> [READING PASSAGE]
* * * * * * *

Vogel and Martin’s mistake lies in trying to sep­arate the cap­i­talist system from what they term gov­ernment inter­vention. This binary, dual­istic dis­tinction is arbi­trary and unworkable.

Instead of reserving our cri­tique to the private economy, critics of cap­i­talism employ a holistic approach, which includes how the gov­ernment is influ­enced by private capital. This debate on market healthcare exists not in market eco­nomics, but in ethics, and it ques­tions why we per­petuate a system struc­tured in a way that incen­tivizes deadly deci­sions.

The sad truth of our market economy is revealed. We unjustly defer to self-inter­ested exec­u­tives to control the pro­duction, price, and dis­tri­b­ution of life-saving med­i­cines. As econ­omist Milton Friedman argued in a 1970 issue of The New York Times Mag­azine, a business’s only respon­si­bility is to profit. They’re only inter­ested in the lives of patients insofar as they can extract profit from them.

* * * * * * *

> [DATA UNDER STUDY]

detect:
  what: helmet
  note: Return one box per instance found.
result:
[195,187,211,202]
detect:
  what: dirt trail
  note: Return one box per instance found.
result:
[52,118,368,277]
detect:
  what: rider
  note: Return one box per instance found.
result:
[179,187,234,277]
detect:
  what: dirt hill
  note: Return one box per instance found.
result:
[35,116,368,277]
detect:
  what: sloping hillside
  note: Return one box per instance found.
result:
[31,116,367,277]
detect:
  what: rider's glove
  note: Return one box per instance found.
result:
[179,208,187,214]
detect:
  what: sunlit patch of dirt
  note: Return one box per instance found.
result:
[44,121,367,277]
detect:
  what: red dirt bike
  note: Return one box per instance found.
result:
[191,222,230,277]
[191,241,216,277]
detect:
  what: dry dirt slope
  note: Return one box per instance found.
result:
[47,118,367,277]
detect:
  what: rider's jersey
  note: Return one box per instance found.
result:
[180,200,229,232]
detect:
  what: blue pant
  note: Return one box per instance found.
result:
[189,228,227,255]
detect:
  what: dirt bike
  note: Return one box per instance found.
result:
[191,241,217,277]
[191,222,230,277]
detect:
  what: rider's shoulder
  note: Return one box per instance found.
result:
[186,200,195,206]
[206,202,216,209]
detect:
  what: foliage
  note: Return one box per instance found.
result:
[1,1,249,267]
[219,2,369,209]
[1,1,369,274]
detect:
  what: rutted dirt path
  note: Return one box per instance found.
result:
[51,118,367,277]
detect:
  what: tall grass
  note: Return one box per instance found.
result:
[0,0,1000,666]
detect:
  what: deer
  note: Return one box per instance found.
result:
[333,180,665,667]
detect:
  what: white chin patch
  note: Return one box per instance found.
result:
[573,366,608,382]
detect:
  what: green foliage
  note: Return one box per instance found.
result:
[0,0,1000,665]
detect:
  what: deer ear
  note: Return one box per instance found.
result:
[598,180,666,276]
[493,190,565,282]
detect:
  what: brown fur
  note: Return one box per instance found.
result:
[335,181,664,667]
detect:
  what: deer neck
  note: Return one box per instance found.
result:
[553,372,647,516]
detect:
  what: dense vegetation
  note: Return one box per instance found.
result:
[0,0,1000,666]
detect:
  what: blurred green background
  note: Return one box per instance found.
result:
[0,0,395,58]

* * * * * * *

> [WORK TASK A] Copy the healthcare passage again from "Vogel and Martin’s" through "arbi­trary and unworkable.", swapping "binary" for "two-sided".
> [WORK TASK B] Write the next part of the passage on market healthcare and profit, picking up after its last sentence.
The records have nothing to do with the text.

> [OUTPUT A]
Vogel and Martin’s mistake lies in trying to sep­arate the cap­i­talist system from what they term gov­ernment inter­vention. This two-sided, dual­istic dis­tinction is arbi­trary and unworkable.

> [OUTPUT B]
It might be dif­ficult for some to envision what a decom­mod­ified economy would look like, but that only speaks to our lack of imag­i­nation. Examples exist all around us — roads, side­walks, parks, drinking foun­tains, libraries, public restrooms, Wikipedia, and police and fire depart­ments.

One case often over­looked is our edu­cation system. We’ve decided to control this sector demo­c­ra­t­i­cally rather than exposing it to private dom­i­nation. Com­mu­nities can decide to spend more or less money on schooling; they elect boards and super­in­ten­dents to enact changes they want; and, best of all, every single child is guar­anteed a spot in the classroom.

Our edu­cation system is not perfect, but it’s ori­ented toward the purpose of edu­cating children rather than man­u­fac­turing profit. The decision-makers of schools are directly inter­ested in edu­cating children whereas the decision-makers of large cor­po­ra­tions hire exec­u­tives and appoint boards that only work to max­imize profit. If private interests con­trolled edu­cation, many thou­sands of children would be forced to go without one.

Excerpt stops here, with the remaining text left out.